:: Texte fourni ::
====

Bonjour
ami lecteur. Une petite anecdote à te livrer céans. Une autre des riches heures
d’Ytse à te faire partager.
Il
y a quelques jours, j’avais rendez-vous avec quelques miennes relations
vaguement professionnelles, dans un sympathique établissement Genevois que je
ne nommerai point afin de ne pas lui faire trop de publicité qui pourrait nuire
à la tranquillité des lieux.
Fidèle
à mon habitude, et malgré le petit crachin qui arrosait les riantes rives
lacustres, j’avais laissé mon véhicule dans le Parking souterrain situé à
quelques centaines de mètres de ma destination.
Et
c’est donc d’un pas un peu précipité que je remontais le quai afin de ne pas
laisser le lainage délicat de mon costume souffrir trop longtemps de
l’imprévoyance qui m’avait vu quitter mon domicile sans me munir d’un parapluie.
Comme j’arrivais directement du bureau, je n’avais même pas pu passer chez un
quelconque ami afin de lui en dérober un susceptible de m’abriter, voire même,
avec un peu de chance, de me gagner une place pour un petit coin de paradis…
Mais là n’est pas l’objet de mon récit.
Comme
je marchais, j’entendis qu’on me hélait depuis le trottoir d’en face et j’eu la
désagréable surprise de voir là le sinistre Eric T. dont je t’ai déjà parlé (ce
qui m’avait valu l’ire d’un fâcheux qui avait cru se reconnaitre en ce vil
personnage dépeint avec tant de talent par votre serviteur).
Ici,
mes penchants littéraires auraient tendance à me pousser à te livrer au débotté
une petite description de l’individu qui serait d’autant plus croquignolesque
que l’allure du gugusse peut facilement prêter à moult moqueries et autres
quolibets à tel point que le moindre petit écrivaillon pourrait trouver matière
à disserter des heures. Mais je connais ta capacité d’attention et de
concentration proche du néant et vais en conséquence faire dans la concision et
t’épargner ce qui pourtant aurait pu être source de quelques marrades. Rien que
sa frime en forme de catastrophe naturelle offrirait pourtant à qui saurait les
saisir les bases à de plaisants sarcasmes évoquant par exemple quelques
gallinacées et la partie charnue de leur anatomie… Mais bref…
La
bonne éducation est parfois un fardeau lourd à porter mais elle reste la marque
de l’homme de bon goût et de bonne tenue, aussi répondis-je au salut que
l’horrible m’adressait et mis un point d’honneur à l’attendre, dussé-je pour se
faire porter une atteinte irrémédiable à mon costume dont je pouvais presque
entendre les cris de souffrance sous l’assaut de cette petite pluie persistante.

====

:: Consigne donnée 1 ::
Extrais des lignes ci-dessous toutes celles qui contiennent le mot « wooden », en tenant compte de la casse.

====

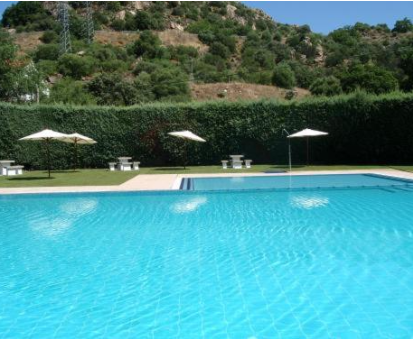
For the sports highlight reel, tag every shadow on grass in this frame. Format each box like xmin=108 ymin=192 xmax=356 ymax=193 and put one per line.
xmin=8 ymin=177 xmax=55 ymax=182
xmin=153 ymin=167 xmax=186 ymax=171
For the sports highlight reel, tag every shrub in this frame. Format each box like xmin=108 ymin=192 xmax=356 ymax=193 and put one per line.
xmin=338 ymin=64 xmax=399 ymax=94
xmin=45 ymin=78 xmax=96 ymax=105
xmin=393 ymin=18 xmax=413 ymax=33
xmin=272 ymin=63 xmax=296 ymax=89
xmin=310 ymin=77 xmax=343 ymax=96
xmin=0 ymin=93 xmax=413 ymax=168
xmin=209 ymin=42 xmax=231 ymax=59
xmin=33 ymin=44 xmax=60 ymax=62
xmin=58 ymin=54 xmax=96 ymax=80
xmin=36 ymin=60 xmax=57 ymax=76
xmin=40 ymin=31 xmax=59 ymax=44
xmin=88 ymin=74 xmax=138 ymax=105
xmin=1 ymin=1 xmax=56 ymax=31
xmin=129 ymin=31 xmax=167 ymax=59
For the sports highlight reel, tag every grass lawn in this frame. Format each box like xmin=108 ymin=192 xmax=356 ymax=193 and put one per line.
xmin=0 ymin=170 xmax=137 ymax=188
xmin=0 ymin=165 xmax=402 ymax=188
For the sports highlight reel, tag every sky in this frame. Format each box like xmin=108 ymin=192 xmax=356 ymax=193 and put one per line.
xmin=0 ymin=1 xmax=413 ymax=34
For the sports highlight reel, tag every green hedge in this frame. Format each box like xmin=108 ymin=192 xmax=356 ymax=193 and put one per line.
xmin=0 ymin=93 xmax=413 ymax=169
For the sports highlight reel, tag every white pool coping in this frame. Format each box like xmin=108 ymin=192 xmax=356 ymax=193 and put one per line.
xmin=0 ymin=169 xmax=413 ymax=195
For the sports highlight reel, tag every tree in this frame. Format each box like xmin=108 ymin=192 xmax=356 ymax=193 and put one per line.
xmin=33 ymin=44 xmax=60 ymax=62
xmin=310 ymin=76 xmax=343 ymax=96
xmin=0 ymin=31 xmax=17 ymax=100
xmin=58 ymin=54 xmax=96 ymax=80
xmin=130 ymin=31 xmax=167 ymax=59
xmin=44 ymin=78 xmax=96 ymax=105
xmin=88 ymin=73 xmax=139 ymax=106
xmin=151 ymin=67 xmax=190 ymax=101
xmin=339 ymin=64 xmax=399 ymax=94
xmin=209 ymin=42 xmax=231 ymax=59
xmin=272 ymin=63 xmax=296 ymax=89
xmin=1 ymin=1 xmax=56 ymax=31
xmin=393 ymin=18 xmax=413 ymax=33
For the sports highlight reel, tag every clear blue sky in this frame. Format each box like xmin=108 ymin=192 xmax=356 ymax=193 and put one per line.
xmin=0 ymin=1 xmax=413 ymax=33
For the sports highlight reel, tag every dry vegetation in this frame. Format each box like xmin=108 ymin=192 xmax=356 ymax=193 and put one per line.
xmin=191 ymin=83 xmax=310 ymax=101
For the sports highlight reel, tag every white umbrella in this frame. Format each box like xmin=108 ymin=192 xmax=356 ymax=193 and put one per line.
xmin=20 ymin=130 xmax=67 ymax=178
xmin=168 ymin=131 xmax=206 ymax=169
xmin=288 ymin=129 xmax=328 ymax=165
xmin=62 ymin=133 xmax=97 ymax=171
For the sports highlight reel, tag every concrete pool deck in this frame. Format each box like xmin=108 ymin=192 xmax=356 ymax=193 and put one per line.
xmin=0 ymin=169 xmax=413 ymax=195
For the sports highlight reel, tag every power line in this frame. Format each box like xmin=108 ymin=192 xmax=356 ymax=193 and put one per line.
xmin=84 ymin=1 xmax=95 ymax=45
xmin=57 ymin=1 xmax=72 ymax=54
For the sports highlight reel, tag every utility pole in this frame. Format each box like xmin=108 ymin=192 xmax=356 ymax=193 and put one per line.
xmin=57 ymin=1 xmax=72 ymax=54
xmin=84 ymin=1 xmax=95 ymax=45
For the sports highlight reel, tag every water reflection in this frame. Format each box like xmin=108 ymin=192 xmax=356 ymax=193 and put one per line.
xmin=30 ymin=217 xmax=74 ymax=237
xmin=172 ymin=196 xmax=208 ymax=214
xmin=290 ymin=195 xmax=330 ymax=210
xmin=30 ymin=199 xmax=98 ymax=237
xmin=60 ymin=199 xmax=98 ymax=216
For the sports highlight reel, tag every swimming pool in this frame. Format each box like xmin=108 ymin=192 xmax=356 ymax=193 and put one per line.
xmin=181 ymin=174 xmax=413 ymax=191
xmin=0 ymin=175 xmax=413 ymax=339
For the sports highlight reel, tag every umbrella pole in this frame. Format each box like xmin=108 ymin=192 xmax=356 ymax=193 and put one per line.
xmin=288 ymin=139 xmax=293 ymax=172
xmin=74 ymin=141 xmax=77 ymax=172
xmin=46 ymin=139 xmax=52 ymax=178
xmin=184 ymin=141 xmax=188 ymax=170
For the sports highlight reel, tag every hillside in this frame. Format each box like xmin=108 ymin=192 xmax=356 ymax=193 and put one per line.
xmin=0 ymin=1 xmax=413 ymax=105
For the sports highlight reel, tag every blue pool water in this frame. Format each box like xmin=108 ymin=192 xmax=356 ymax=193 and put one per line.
xmin=0 ymin=175 xmax=413 ymax=339
xmin=182 ymin=174 xmax=413 ymax=191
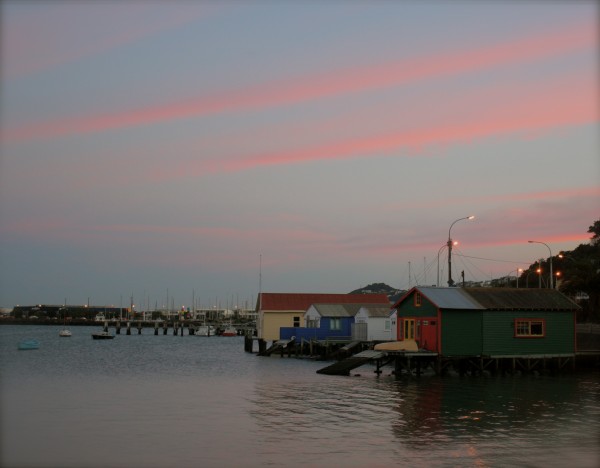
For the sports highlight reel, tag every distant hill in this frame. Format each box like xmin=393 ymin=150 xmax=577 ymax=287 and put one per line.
xmin=350 ymin=283 xmax=406 ymax=303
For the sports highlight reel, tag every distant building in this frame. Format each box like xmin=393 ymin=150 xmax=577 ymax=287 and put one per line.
xmin=256 ymin=293 xmax=390 ymax=341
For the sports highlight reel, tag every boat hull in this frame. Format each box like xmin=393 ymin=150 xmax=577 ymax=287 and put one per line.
xmin=92 ymin=333 xmax=114 ymax=340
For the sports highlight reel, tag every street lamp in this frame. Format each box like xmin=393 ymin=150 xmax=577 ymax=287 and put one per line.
xmin=527 ymin=241 xmax=554 ymax=289
xmin=506 ymin=268 xmax=523 ymax=289
xmin=436 ymin=241 xmax=458 ymax=288
xmin=446 ymin=215 xmax=475 ymax=286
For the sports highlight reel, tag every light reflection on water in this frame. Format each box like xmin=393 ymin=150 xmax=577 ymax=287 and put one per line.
xmin=0 ymin=326 xmax=600 ymax=467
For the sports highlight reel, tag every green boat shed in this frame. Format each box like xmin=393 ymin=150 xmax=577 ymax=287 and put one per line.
xmin=393 ymin=287 xmax=579 ymax=358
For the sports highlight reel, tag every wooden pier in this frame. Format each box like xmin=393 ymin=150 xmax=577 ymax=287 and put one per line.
xmin=317 ymin=350 xmax=600 ymax=376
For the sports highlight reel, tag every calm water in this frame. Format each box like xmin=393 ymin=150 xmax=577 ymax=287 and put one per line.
xmin=0 ymin=325 xmax=600 ymax=468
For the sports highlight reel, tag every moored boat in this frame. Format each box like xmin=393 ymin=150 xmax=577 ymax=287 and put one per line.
xmin=194 ymin=325 xmax=215 ymax=336
xmin=92 ymin=331 xmax=115 ymax=340
xmin=19 ymin=340 xmax=40 ymax=351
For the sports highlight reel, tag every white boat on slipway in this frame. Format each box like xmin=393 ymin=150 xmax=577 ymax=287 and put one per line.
xmin=194 ymin=325 xmax=216 ymax=336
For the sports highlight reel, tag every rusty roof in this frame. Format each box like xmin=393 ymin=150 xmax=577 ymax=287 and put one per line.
xmin=258 ymin=293 xmax=390 ymax=312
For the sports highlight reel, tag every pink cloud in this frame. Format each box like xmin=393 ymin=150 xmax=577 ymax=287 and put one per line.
xmin=154 ymin=72 xmax=598 ymax=178
xmin=3 ymin=20 xmax=597 ymax=141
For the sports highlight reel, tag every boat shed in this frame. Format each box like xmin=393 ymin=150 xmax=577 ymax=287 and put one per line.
xmin=352 ymin=306 xmax=396 ymax=341
xmin=256 ymin=293 xmax=390 ymax=341
xmin=393 ymin=287 xmax=579 ymax=357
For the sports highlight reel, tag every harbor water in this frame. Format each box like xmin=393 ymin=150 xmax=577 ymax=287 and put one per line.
xmin=0 ymin=325 xmax=600 ymax=468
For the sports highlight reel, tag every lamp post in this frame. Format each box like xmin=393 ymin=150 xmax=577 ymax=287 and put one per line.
xmin=527 ymin=241 xmax=554 ymax=289
xmin=436 ymin=241 xmax=458 ymax=288
xmin=506 ymin=268 xmax=523 ymax=289
xmin=446 ymin=215 xmax=475 ymax=287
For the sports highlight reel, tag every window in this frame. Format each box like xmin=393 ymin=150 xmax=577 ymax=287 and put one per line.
xmin=415 ymin=291 xmax=423 ymax=307
xmin=515 ymin=319 xmax=546 ymax=338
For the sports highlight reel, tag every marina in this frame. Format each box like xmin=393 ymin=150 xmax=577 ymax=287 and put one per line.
xmin=0 ymin=325 xmax=600 ymax=468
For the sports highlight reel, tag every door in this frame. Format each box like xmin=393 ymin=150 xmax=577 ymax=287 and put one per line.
xmin=402 ymin=319 xmax=415 ymax=340
xmin=419 ymin=318 xmax=438 ymax=352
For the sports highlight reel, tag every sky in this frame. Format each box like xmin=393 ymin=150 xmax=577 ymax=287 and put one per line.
xmin=0 ymin=0 xmax=600 ymax=308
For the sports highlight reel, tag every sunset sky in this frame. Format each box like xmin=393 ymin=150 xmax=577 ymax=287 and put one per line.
xmin=0 ymin=0 xmax=600 ymax=308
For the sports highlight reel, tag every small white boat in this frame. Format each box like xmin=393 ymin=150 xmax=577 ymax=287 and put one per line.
xmin=19 ymin=340 xmax=40 ymax=351
xmin=58 ymin=303 xmax=71 ymax=338
xmin=221 ymin=325 xmax=237 ymax=336
xmin=92 ymin=331 xmax=115 ymax=340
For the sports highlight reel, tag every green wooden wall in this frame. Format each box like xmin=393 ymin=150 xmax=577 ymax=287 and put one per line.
xmin=441 ymin=310 xmax=483 ymax=356
xmin=482 ymin=310 xmax=575 ymax=356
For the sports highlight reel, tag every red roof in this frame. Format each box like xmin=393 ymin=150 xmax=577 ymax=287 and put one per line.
xmin=259 ymin=293 xmax=390 ymax=311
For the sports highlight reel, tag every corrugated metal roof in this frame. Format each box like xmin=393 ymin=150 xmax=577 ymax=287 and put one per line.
xmin=363 ymin=305 xmax=392 ymax=317
xmin=312 ymin=304 xmax=380 ymax=317
xmin=463 ymin=288 xmax=580 ymax=310
xmin=394 ymin=286 xmax=580 ymax=310
xmin=416 ymin=287 xmax=485 ymax=310
xmin=258 ymin=293 xmax=389 ymax=311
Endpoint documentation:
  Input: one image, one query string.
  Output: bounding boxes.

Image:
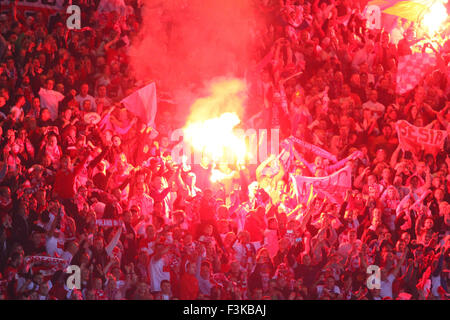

====

:: Consigne donnée 2 ::
Cite mot pour mot le passage de l'anecdote qui commence par « Comme j’arrivais directement » et se poursuit jusqu'à « de mon récit. ».

:: Réponse complète 1 ::
For the sports highlight reel, tag every wooden pier in this frame. Format each box like xmin=393 ymin=150 xmax=577 ymax=287 and put one per line.
For the sports highlight reel, tag every green wooden wall in this frame. Format each box like xmin=393 ymin=150 xmax=577 ymax=287 and put one per line.

:: Réponse complète 2 ::
Comme j’arrivais directement du bureau, je n’avais même pas pu passer chez un
quelconque ami afin de lui en dérober un susceptible de m’abriter, voire même,
avec un peu de chance, de me gagner une place pour un petit coin de paradis…
Mais là n’est pas l’objet de mon récit.